Pode até ser que, inicialmente, o título do livro afaste alguns leitores em potencial, já cansados das histórias de vampiros que invadiram a televisão e os livros nos últimos anos.
Mas seria bom dar uma oportunidade a Nosferatu. Assim como nunca houve uma mulher como Gilda, é provável que nunca tenha existido um vampiro como Charles Talent Manx, graças à criatividade de Joe Hill. O autor já teve publicados no Brasil os excelentes livros Fantasmas do Século XX, A Estrada da Noite e O Pacto.
O titulo original do livro é NOS4A2, cuja leitura em inglês soa como Nosferatu, e que também é a placa do carro de Charles Manx, um Rolls-Royce Wraith 1938, capaz de conduzi-lo entre o mundo real e o imaginário, a Terra do Natal, local maravilhoso e aterrorizante, dependendo do ponto de vista. Ele gosta de “salvar” crianças de uma vida sem graça e problemática, levando-as para seu próprio mundo. Claro que, no caminho, elas são transformadas em crianças bem diferentes das que conhecemos.

**Listagem:**

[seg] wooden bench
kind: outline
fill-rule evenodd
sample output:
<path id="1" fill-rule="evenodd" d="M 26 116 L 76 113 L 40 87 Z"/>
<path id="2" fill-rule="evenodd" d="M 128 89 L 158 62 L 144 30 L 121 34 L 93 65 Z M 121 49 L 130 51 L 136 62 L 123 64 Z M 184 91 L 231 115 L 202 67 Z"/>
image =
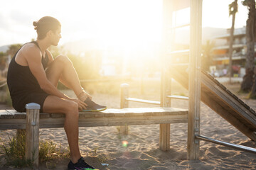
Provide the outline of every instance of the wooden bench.
<path id="1" fill-rule="evenodd" d="M 18 113 L 14 110 L 0 110 L 0 130 L 26 130 L 26 157 L 34 160 L 36 167 L 38 165 L 39 128 L 63 128 L 65 115 L 39 113 L 40 106 L 36 103 L 27 104 L 26 108 L 26 113 Z M 188 110 L 174 108 L 109 108 L 102 112 L 79 113 L 79 127 L 187 122 Z M 170 142 L 169 132 L 166 134 L 169 135 L 166 137 L 169 139 L 167 142 Z M 162 142 L 161 138 L 159 142 Z"/>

**Instrução 1:**
Segundo o trecho sobre o livro Nosferatu, qual é o carro de Charles Manx?
**Instrução 2:**
Dê continuidade ao trecho sobre o livro Nosferatu a partir da última frase apresentada.

**Resultado da tarefa 1:**
Um Rolls-Royce Wraith 1938.

**Resultado da tarefa 2:**
Como todo vampiro que se preze, Manx terá sua nêmesis em Vic McQueen. Ela não tem um Rolls-Royce, mas tem uma bicicleta Raleigh com a qual também consegue chegar a lugares inesperados, de forma inesperada. Descobre essa capacidade ainda criança, e suas ações nessa época a colocam no caminho de Manx e determinam sua vida adulta.
Um dos pontos interessantes da história é que todos, vilões ou não, estão definitivamente conectados ao mundo que conhecemos. Mesmo o vampiro, não tem uma história ligada aos antepassados, uma linhagem vampiresca que remonte à Romênia ou ao Egito, por exemplo. Ele é fruto de sua própria vida, dos eventos trágicos de sua vida e de suas próprias opções diante dessas situações.
Todos, heróis e vilões, são seres humanos profundamente marcados, confusos, tentando desesperadamente encontrar soluções que acabem com essa confusão e com as dores que sentem e que direcionam suas vidas e as vidas das pessoas com quem convivem.
Isso não quer dizer que Charlie Manx seja um vampiro amargurado por sua condição vampiresca, como muitos dos personagens vampiros neogóticos de histórias modernas, aqueles seres pensativos a respeito de sua situação. Não que muitos desses personagens não sejam legais, mas Manx nem mesmo percebe o que ele é; ele realmente acredita no que está fazendo e vê o mundo da sua própria maneira.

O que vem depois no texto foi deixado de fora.